* **Extract provided**:
────────────────────────────────────────
Diabetes & Women's Health (DWH) Study: an observational study of long-term health consequences of gestational diabetes, their determinants and underlying mechanisms in the USA and Denmark.
PURPOSE: Women who experience gestational diabetes mellitus (GDM) are at exceptionally high-risk of developing type 2 diabetes (T2DM) later in life. However, limited information is available about genetic and environmental factors that are implicated in the progression from GDM to T2DM.
PARTICIPANTS: The Diabetes & Women's Health (DWH) Study applied a hybrid design, which combined new prospective data collection with existing data in two prospective cohorts, the Danish National Birth Cohort (DNBC) and the Nurses' Health Study II (NHS II). In total, the DWH Study identified 7759 women with a GDM diagnosis from both cohorts; 4457 women participated in the DWH Study data collection, which included two cycles of follow-up from 2012 to 2014 and 2014 to 2016.
────────────────────────────────────────
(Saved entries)
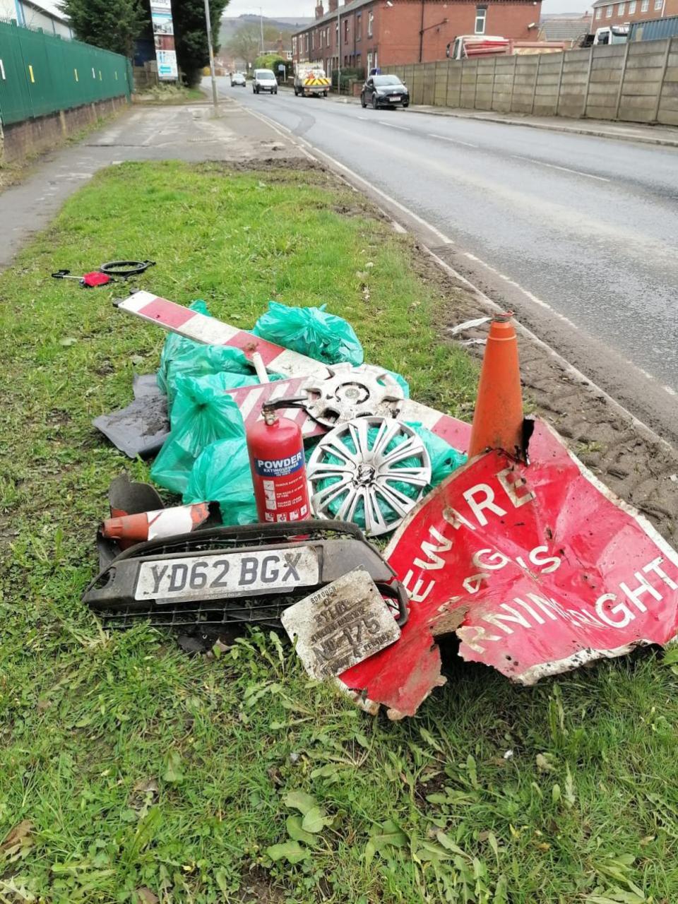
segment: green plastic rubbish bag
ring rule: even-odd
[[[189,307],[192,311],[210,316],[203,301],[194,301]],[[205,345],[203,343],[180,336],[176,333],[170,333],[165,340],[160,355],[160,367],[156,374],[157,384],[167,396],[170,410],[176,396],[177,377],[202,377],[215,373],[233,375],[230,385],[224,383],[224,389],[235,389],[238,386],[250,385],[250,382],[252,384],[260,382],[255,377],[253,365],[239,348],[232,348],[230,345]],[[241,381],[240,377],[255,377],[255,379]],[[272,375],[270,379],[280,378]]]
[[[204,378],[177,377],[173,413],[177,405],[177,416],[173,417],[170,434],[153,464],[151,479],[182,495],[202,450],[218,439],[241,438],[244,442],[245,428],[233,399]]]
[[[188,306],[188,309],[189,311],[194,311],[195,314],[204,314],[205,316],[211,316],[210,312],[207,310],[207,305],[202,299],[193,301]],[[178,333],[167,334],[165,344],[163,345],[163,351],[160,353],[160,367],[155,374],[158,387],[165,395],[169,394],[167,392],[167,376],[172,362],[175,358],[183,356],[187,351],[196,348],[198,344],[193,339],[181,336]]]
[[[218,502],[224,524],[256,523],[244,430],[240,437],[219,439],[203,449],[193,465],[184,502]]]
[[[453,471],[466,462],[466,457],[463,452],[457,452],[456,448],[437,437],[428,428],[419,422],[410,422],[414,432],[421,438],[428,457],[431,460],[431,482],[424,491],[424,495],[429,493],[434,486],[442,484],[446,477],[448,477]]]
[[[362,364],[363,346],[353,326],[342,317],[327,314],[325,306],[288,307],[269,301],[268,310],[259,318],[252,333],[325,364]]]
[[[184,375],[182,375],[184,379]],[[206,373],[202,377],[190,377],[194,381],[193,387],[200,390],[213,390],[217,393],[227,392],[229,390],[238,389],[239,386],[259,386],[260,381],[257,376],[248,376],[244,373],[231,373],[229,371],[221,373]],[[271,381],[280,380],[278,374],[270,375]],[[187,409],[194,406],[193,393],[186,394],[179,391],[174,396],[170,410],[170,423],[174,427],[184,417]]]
────────────────────────────────────────
Extend the description of the Diabetes & Women's Health Study, picking up after its account of the participants and follow-up cycles. These entries have no connection to the study description.

* **Written reply**:
FINDINGS TO DATE: Progression from GDM to T2DM was high. In the NHS II group, by 2013, 23.1% (n=846/3667) developed T2DM. In the DNBC group, at cycle 1 (2012-2014), the progression rate was even higher: 27.2% (n=215/790) had developed T2DM. Furthermore, we have shown that women who had GDM experienced a significantly greater risk of hypertension and cardiovascular diseases, as well as early stages of glomerular hyperfiltration and renal damage. Moreover, the DWH Study findings have shown that healthful diet and lifestyle factors and weight control were related to a lower risk of T2DM, hypertension and cardiovascular diseases.
FUTURE PLANS: Primary data collection for the DWH Study is complete and investigators are currently investigating interactions of the abovementioned modifiable factors with T2DM genetic susceptibility in determining the risk of progression from GDM to T2DM. Findings from ongoing work will provide further insights for identifying more precise prevention strategies for T2DM and comorbidities in this high-risk population. Future work will examine novel biomarkers of health and disease in this cohort.